# PAGE TEXT

_ _ _ _ _

- Interactive map of Californios

Restaurant information
- Established: January 2015; 11 years ago
- Owners: Val M. Cantu; Carolyn Cantu; Charlotte Randolph;
- Head chef: Val M. Cantu
- Food type: Mexican and northern California
- Rating: (2026) (2017–2025) (2015–2017)
- Location: 355 11th Street, SoMa (2021–present) 3115 22nd Street, Mission District (2015–2020), San Francisco, San Francisco, California, 94103 (2021–present) 94110 (2015–2020), United States
- Coordinates: 37°46′17″N 122°24′47″W﻿ / ﻿37.77141°N 122.41296°W
- Seating capacity: ≤50 (2021–present) 24 (2015–2021)

= Californios (restaurant) =

Michelin-starred Mexican restaurant in San Francisco, California

Californios is a Michelin-starred restaurant in San Francisco, California, serving Mexican cuisine. Its head chef is Val M. Cantú, one of the restaurant's co-owners. Californios earned its first Michelin star in 2015 and its second in 2017, becoming the first US restaurant serving Mexican cuisine to earn two Michelin stars. In 2026 it was awarded a third star, becoming the first Mexican restaurant in the world with three Michelin stars. Its original Mission District location closed in 2020. The restaurant relocated to the South of Market (SoMa) neighborhood in early 2021.

==History==
Val M. Cantu ran a series of Mexican pop-up restaurants called Californios for two years. He then opened the permanent location using the same name in the Mission District in January 2015. Californios's seating capacity was eighteen in the dining room and six at the chef's counter. The interior design was dark, and windows were tinted.

_ _ _ _ _

# RECORDS SHOWN

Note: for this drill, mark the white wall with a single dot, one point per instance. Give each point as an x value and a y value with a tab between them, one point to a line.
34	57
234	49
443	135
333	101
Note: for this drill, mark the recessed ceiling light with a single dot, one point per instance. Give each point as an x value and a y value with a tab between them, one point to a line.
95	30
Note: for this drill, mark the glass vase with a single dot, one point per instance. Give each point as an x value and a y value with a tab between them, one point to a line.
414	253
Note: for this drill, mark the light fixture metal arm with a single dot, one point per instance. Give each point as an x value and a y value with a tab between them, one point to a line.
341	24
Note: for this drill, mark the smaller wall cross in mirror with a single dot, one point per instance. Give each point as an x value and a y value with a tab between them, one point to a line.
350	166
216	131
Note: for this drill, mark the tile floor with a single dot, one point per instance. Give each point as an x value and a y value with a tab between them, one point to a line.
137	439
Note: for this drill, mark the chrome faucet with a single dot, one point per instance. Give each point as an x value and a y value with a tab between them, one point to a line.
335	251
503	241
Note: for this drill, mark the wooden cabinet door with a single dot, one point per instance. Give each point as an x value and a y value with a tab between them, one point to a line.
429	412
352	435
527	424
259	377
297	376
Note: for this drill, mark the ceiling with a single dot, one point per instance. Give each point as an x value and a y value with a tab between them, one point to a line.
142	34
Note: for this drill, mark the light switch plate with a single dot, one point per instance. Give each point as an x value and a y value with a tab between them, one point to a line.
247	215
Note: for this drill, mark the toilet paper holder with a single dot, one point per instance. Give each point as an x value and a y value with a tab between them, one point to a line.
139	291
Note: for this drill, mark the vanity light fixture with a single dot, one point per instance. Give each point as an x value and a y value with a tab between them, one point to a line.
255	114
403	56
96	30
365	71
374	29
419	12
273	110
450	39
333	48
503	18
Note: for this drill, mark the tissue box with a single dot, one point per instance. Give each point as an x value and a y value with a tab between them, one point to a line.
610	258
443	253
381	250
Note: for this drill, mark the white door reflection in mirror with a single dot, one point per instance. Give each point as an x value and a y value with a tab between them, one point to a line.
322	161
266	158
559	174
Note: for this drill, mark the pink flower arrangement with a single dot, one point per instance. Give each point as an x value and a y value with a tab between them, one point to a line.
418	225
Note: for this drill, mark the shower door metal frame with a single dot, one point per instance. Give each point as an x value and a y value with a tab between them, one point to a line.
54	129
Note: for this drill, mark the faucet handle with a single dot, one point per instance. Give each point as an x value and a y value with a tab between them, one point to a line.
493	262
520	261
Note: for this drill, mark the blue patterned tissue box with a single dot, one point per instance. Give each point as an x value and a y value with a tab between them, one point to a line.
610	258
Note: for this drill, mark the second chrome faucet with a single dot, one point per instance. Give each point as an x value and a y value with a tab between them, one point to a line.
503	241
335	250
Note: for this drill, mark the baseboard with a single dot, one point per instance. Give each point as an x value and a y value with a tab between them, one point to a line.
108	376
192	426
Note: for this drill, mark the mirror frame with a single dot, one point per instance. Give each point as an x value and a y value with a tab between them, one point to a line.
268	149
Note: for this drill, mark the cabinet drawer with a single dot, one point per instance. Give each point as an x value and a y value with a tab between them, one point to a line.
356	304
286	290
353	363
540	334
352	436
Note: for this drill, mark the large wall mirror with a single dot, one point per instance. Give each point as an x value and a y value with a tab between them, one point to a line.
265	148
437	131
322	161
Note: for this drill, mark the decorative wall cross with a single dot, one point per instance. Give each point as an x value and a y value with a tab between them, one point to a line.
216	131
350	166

_ _ _ _ _

Transcribe the Californios article word for word, starting at "Californios is a" and ending at "in early 2021.". These rows were drawn from a separate source.

Californios is a Michelin-starred restaurant in San Francisco, California, serving Mexican cuisine. Its head chef is Val M. Cantú, one of the restaurant's co-owners. Californios earned its first Michelin star in 2015 and its second in 2017, becoming the first US restaurant serving Mexican cuisine to earn two Michelin stars. In 2026 it was awarded a third star, becoming the first Mexican restaurant in the world with three Michelin stars. Its original Mission District location closed in 2020. The restaurant relocated to the South of Market (SoMa) neighborhood in early 2021.